___ READING TEXT
It was 11:15 p.m. on a Sunday when police knocked on Larry Bushart’s door. Bushart, a 61-year-old retired Tennessee law enforcement officer, and his wife were planning on getting new carpet installed early the next day.
But he wasn’t there the next day, or the following one. Or the 35 days that came after. He was sitting in jail, missing the birth of his granddaughter and losing his post-retirement job providing medical transport. His “crime”? A Facebook post. One squarely protected by the First Amendment.
When Bushart arrived at the jail, an officer finally let him know what he’d been charged with: threatening mass violence at a school.
On Sept. 20, a week and a half after the assassination of MAGA activist and podcaster Charlie Kirk, Bushart shared a meme on a Facebook thread about a vigil in nearby Perry County, Tennessee. The meme quoted President Donald Trump saying, “We have to get over it” following a school shooting in January 2024. The meme included the commentary “This seems relevant today …”
Perry County Sheriff Nick Weems, who promoted the vigil on Facebook a few days earlier, apparently didn’t appreciate this sentiment. So he weaponized a recently passed Tennessee law about threats of school shootings to get a warrant for Bushart’s arrest.
As seen on body camera footage first obtained by The Intercept, when Bushart arrived at the jail, an officer finally let him know what he’d been charged with: threatening mass violence at a school.
______
## USING THE INFORMATION
A) Answer these questions from the article about Larry Bushart's arrest:
(i) On what date did Bushart share the meme?
(ii) Who used a Tennessee law to get a warrant for Bushart's arrest?
(iii) What charge was Bushart told about when he arrived at the jail?
B) Carry on the article about Larry Bushart's arrest, picking up after its final sentence.
___ GIVEN INFORMATION
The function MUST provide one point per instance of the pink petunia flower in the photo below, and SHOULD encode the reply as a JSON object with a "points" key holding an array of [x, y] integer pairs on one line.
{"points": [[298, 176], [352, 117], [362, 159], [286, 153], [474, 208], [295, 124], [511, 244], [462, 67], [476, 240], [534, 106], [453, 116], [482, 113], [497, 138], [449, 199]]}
______
## RESPONSES BY ITEM NUMBER
A)
(i) Sept. 20
(ii) Perry County Sheriff Nick Weems
(iii) Threatening mass violence at a school

B)
A shocked Bushart responded: “At a school?”
In a county where the median household income is $50,000, Bushart’s felony charge came with an astronomical $2 million bail. (For comparison, a Tennessee judge set a $1 million bail — half of what Bushart got — for a suspect charged this fall with six counts of attempted first-degree murder.)
Weems justified the arrest in a statement to The Tennessean by claiming that Bushart’s post “created mass hysteria to parents and teachers” because the Trump meme Bushart used referred to Perry High School in Iowa, 700 miles away, where a shooting occurred 20 months earlier.
Perry County and its sheriff’s office have failed to respond to multiple public records requests, but its school district has. When my organization, the Foundation for Individual Rights and Expression (FIRE), asked for records about the incident — anything that might substantiate the “hysteria” Weems claimed — the school district said it had no records at all. No emails from anxious parents, no urgent texts with the security chief, no reassuring letters home.
Even if parents did complain, the post still wouldn’t meet the legal definition of a true threat to warrant the nightmare Bushart endured. True threats are one of the very few exceptions to the First Amendment. The Supreme Court is clear that for a statement to meet the true threat threshold, a reasonable person would have to consider it threatening. A meme doesn’t become a threat just because a sheriff says it is.
We’re living in a time when the politics behind someone’s expression is a deciding factor in whether many people will defend it.
We’re living in a time when the politics behind someone’s expression is a deciding factor in whether many people will defend it. Folks reserve their indignation for their political allies.
Agree with the speech that landed someone in trouble? That’s an outrage!